**Problem:**
Copy out the entries below exactly as they stand, but only from the line containing "Report x and y for each instance of the white" through the line containing "like x=332, y=623.".

**Given entries:**
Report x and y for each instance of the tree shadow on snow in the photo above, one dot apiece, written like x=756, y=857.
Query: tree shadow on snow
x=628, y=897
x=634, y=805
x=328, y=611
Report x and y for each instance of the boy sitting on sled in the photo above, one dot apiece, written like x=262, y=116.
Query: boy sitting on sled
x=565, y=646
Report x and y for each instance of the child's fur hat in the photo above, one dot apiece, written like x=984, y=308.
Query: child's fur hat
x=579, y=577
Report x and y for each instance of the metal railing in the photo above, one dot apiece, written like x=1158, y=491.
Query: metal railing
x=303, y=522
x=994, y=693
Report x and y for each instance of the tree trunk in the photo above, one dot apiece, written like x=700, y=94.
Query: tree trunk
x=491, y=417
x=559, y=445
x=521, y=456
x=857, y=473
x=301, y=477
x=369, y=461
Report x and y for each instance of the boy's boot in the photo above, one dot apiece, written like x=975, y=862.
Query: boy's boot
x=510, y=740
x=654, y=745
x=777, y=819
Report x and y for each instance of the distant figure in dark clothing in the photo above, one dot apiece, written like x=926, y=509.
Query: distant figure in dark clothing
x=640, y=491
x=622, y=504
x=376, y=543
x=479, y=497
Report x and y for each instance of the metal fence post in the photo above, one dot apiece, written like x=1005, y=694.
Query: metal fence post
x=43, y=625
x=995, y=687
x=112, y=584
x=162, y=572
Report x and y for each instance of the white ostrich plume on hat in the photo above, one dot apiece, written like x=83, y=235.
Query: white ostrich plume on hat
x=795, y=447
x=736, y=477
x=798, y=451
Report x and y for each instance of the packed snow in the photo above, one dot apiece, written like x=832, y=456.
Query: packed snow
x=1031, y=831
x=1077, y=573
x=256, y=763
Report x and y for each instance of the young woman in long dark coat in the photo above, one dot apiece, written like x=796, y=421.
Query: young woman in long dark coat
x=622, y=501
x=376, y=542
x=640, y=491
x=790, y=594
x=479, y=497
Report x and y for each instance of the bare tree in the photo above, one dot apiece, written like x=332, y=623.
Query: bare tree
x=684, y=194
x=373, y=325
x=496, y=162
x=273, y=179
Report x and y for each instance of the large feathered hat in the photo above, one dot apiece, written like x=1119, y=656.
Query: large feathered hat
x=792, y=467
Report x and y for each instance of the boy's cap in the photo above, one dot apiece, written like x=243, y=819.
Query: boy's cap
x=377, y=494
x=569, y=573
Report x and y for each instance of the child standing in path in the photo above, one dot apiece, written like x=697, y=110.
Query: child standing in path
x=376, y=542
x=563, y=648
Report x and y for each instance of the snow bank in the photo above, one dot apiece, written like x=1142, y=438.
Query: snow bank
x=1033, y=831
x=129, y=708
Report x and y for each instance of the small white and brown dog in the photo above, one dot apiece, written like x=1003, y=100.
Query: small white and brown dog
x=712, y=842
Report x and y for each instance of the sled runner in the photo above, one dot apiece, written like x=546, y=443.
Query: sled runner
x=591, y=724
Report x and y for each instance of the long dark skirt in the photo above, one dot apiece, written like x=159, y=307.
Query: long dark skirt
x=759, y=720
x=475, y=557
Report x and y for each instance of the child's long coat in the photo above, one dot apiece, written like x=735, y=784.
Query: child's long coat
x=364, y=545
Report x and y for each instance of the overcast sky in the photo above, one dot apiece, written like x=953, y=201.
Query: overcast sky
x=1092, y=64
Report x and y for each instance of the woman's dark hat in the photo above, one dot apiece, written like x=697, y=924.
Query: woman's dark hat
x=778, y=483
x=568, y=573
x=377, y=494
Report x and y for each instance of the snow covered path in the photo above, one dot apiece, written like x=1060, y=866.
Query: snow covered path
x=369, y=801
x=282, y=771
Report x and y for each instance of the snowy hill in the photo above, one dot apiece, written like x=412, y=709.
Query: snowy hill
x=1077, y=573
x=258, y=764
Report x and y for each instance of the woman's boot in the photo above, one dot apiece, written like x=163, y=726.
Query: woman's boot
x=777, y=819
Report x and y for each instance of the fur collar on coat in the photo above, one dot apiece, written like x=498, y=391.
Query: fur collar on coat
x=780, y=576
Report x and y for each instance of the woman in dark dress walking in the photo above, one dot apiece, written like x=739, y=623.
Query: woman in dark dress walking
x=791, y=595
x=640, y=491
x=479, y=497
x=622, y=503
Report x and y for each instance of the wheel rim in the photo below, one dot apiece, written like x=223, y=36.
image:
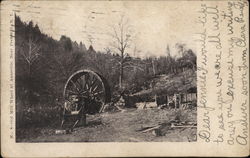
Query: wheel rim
x=91, y=88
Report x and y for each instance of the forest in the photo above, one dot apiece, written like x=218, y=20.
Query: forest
x=43, y=65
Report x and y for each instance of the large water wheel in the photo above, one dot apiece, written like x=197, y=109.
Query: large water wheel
x=90, y=87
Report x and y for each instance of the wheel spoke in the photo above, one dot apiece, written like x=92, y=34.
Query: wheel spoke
x=75, y=86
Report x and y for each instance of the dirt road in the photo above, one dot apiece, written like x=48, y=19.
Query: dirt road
x=119, y=127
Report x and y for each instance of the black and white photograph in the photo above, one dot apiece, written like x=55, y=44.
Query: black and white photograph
x=94, y=73
x=121, y=78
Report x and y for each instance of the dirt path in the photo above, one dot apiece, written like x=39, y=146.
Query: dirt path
x=120, y=127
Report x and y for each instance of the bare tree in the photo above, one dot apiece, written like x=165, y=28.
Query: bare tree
x=30, y=52
x=122, y=35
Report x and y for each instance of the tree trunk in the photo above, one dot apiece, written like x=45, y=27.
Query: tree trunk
x=121, y=71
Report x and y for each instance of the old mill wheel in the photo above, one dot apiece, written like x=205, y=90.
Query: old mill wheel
x=90, y=87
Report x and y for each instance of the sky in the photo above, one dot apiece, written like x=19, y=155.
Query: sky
x=155, y=24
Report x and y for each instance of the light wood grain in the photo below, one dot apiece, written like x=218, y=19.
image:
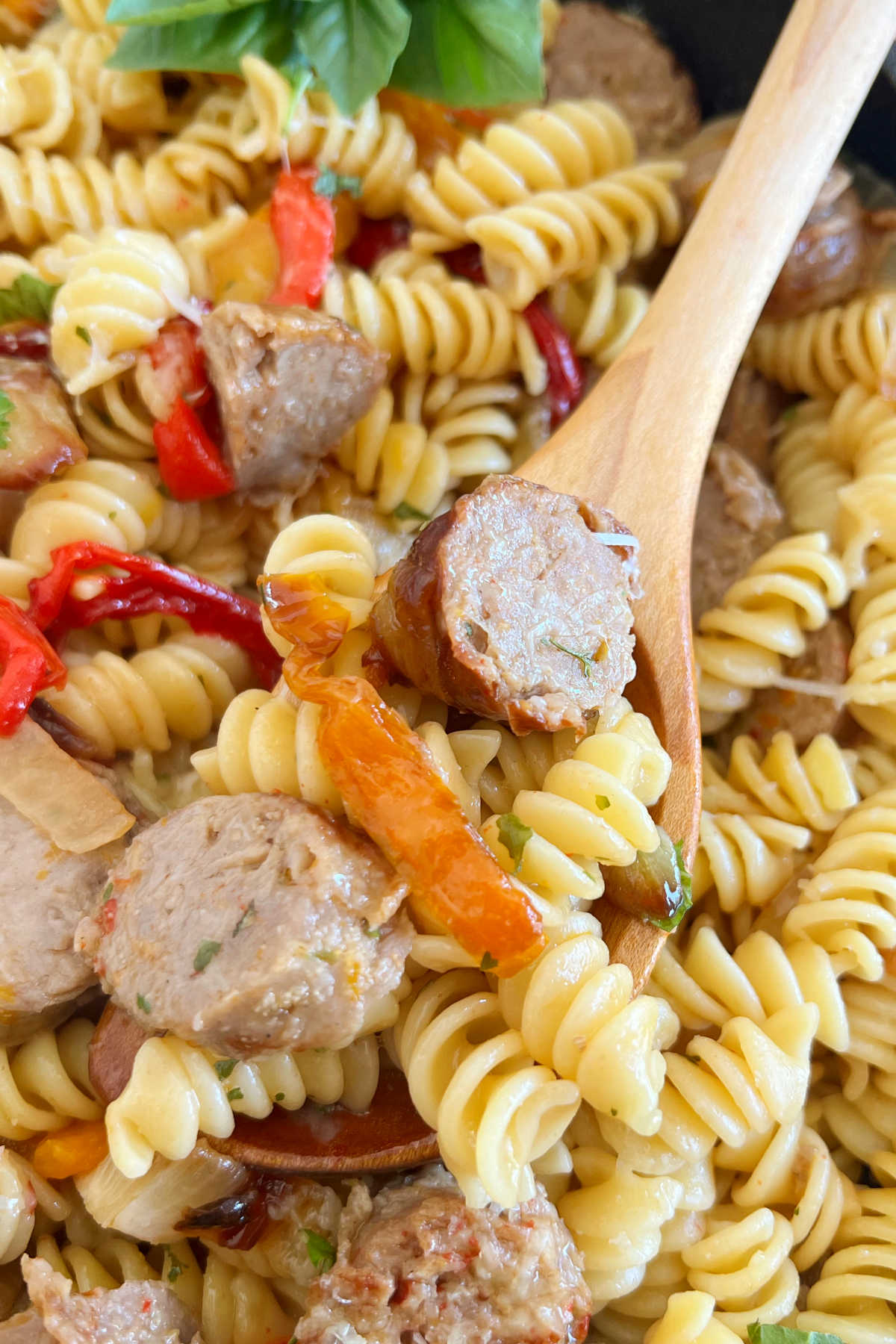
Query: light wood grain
x=638, y=443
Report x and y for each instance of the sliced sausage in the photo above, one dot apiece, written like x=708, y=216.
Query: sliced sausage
x=738, y=519
x=417, y=1263
x=140, y=1312
x=43, y=894
x=514, y=605
x=289, y=385
x=773, y=709
x=40, y=436
x=250, y=924
x=750, y=417
x=598, y=53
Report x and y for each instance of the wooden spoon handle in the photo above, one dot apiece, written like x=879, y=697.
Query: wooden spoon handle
x=668, y=386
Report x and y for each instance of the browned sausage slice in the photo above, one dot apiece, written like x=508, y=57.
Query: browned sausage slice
x=289, y=385
x=514, y=605
x=602, y=54
x=250, y=924
x=417, y=1263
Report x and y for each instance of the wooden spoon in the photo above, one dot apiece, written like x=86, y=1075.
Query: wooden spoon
x=638, y=445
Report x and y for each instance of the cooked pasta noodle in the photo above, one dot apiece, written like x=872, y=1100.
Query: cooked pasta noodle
x=113, y=302
x=23, y=1195
x=763, y=617
x=567, y=234
x=494, y=1112
x=45, y=1082
x=181, y=685
x=450, y=327
x=821, y=352
x=566, y=144
x=178, y=1092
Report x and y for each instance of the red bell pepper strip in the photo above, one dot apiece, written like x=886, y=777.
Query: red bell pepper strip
x=190, y=464
x=566, y=378
x=30, y=665
x=386, y=777
x=147, y=585
x=304, y=230
x=378, y=238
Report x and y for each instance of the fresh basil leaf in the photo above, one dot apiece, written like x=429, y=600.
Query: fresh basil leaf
x=514, y=836
x=354, y=46
x=7, y=408
x=320, y=1251
x=758, y=1334
x=215, y=43
x=27, y=297
x=473, y=53
x=168, y=11
x=329, y=183
x=679, y=898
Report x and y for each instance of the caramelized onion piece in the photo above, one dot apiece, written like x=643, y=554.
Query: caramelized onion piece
x=58, y=794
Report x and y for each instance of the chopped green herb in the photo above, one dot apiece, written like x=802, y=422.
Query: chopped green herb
x=406, y=511
x=758, y=1334
x=207, y=949
x=320, y=1251
x=175, y=1265
x=514, y=836
x=27, y=297
x=331, y=183
x=245, y=920
x=585, y=660
x=7, y=408
x=679, y=897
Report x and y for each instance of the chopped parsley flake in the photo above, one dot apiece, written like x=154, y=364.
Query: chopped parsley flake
x=207, y=949
x=320, y=1251
x=514, y=836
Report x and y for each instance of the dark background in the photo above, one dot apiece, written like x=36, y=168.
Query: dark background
x=724, y=45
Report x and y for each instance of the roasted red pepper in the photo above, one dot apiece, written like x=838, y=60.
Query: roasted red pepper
x=378, y=238
x=305, y=233
x=147, y=585
x=566, y=378
x=30, y=665
x=190, y=463
x=386, y=777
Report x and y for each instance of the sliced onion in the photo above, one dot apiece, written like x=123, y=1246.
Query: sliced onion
x=151, y=1206
x=50, y=788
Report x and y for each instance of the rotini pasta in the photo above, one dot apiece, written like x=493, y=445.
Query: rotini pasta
x=494, y=1112
x=450, y=327
x=178, y=1092
x=566, y=144
x=116, y=296
x=590, y=809
x=763, y=617
x=567, y=234
x=821, y=352
x=45, y=1082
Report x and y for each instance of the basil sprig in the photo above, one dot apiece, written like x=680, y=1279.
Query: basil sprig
x=464, y=53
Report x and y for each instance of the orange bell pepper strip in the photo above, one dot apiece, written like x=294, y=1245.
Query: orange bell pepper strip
x=386, y=779
x=72, y=1151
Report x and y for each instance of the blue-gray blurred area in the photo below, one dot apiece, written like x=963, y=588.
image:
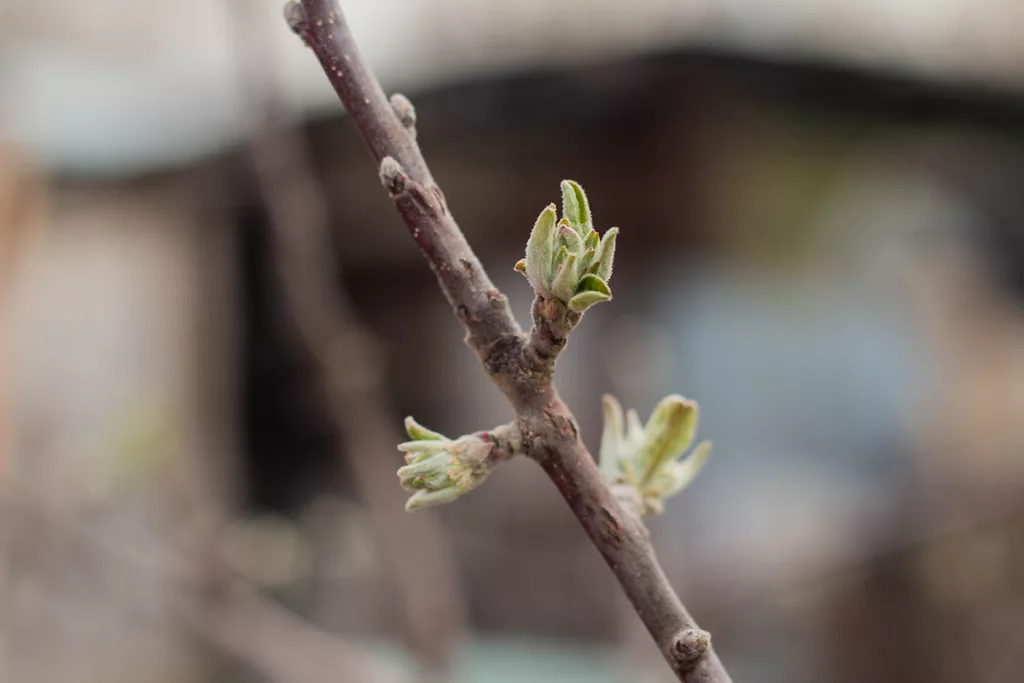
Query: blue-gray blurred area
x=822, y=243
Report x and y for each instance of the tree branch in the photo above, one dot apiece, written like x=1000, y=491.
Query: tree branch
x=349, y=368
x=521, y=369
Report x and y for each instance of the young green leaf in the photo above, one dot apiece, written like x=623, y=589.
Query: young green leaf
x=565, y=280
x=576, y=208
x=668, y=433
x=611, y=436
x=420, y=433
x=581, y=302
x=426, y=499
x=539, y=249
x=684, y=471
x=569, y=238
x=591, y=283
x=605, y=255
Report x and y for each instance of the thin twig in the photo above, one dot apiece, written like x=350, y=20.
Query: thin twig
x=521, y=368
x=351, y=373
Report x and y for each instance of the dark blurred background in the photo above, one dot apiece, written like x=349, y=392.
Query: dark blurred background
x=822, y=242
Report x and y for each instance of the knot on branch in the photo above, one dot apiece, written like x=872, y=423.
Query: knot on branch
x=393, y=176
x=689, y=646
x=404, y=111
x=295, y=14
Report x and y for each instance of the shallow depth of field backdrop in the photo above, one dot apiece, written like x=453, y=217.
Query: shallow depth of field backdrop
x=821, y=207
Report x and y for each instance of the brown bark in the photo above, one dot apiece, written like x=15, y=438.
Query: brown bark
x=521, y=368
x=351, y=374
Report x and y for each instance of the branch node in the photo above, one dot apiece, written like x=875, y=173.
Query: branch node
x=404, y=111
x=689, y=646
x=393, y=176
x=295, y=14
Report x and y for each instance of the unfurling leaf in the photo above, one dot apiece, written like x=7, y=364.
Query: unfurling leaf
x=587, y=259
x=594, y=284
x=644, y=465
x=569, y=238
x=684, y=471
x=581, y=302
x=605, y=255
x=564, y=283
x=420, y=433
x=539, y=250
x=576, y=208
x=611, y=437
x=668, y=433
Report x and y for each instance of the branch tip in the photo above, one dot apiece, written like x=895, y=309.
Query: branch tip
x=393, y=176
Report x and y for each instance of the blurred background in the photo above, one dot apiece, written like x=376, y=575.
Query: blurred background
x=213, y=324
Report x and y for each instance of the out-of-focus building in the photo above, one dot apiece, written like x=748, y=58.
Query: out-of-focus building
x=823, y=218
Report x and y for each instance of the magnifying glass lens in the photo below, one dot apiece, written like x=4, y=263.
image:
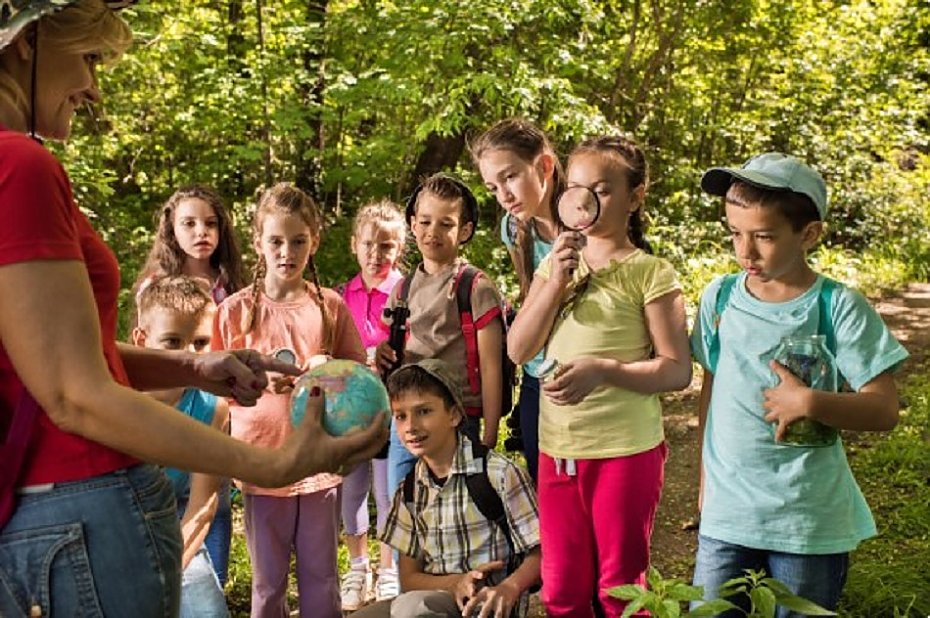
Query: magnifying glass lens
x=286, y=356
x=578, y=208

**Solution to this problem:**
Report x and y for each instance of the white ostrich plume on hat in the photo above, one dot apiece, written like x=83, y=235.
Query: white ostrich plume on hat
x=795, y=447
x=736, y=477
x=798, y=451
Report x and y for each instance of the packed snow in the photo above, one dot apiece, written like x=832, y=456.
Query: packed snow
x=1031, y=831
x=1077, y=573
x=256, y=763
Report x and y for each instance of the young woman in long dark coat in the photo above, one dot apiece, written like x=796, y=421.
Query: young woman in long dark coat
x=622, y=501
x=376, y=542
x=640, y=491
x=790, y=594
x=479, y=497
Report x and y for each instance of the bare tree in the photo above, one dot apiece, written like x=332, y=623.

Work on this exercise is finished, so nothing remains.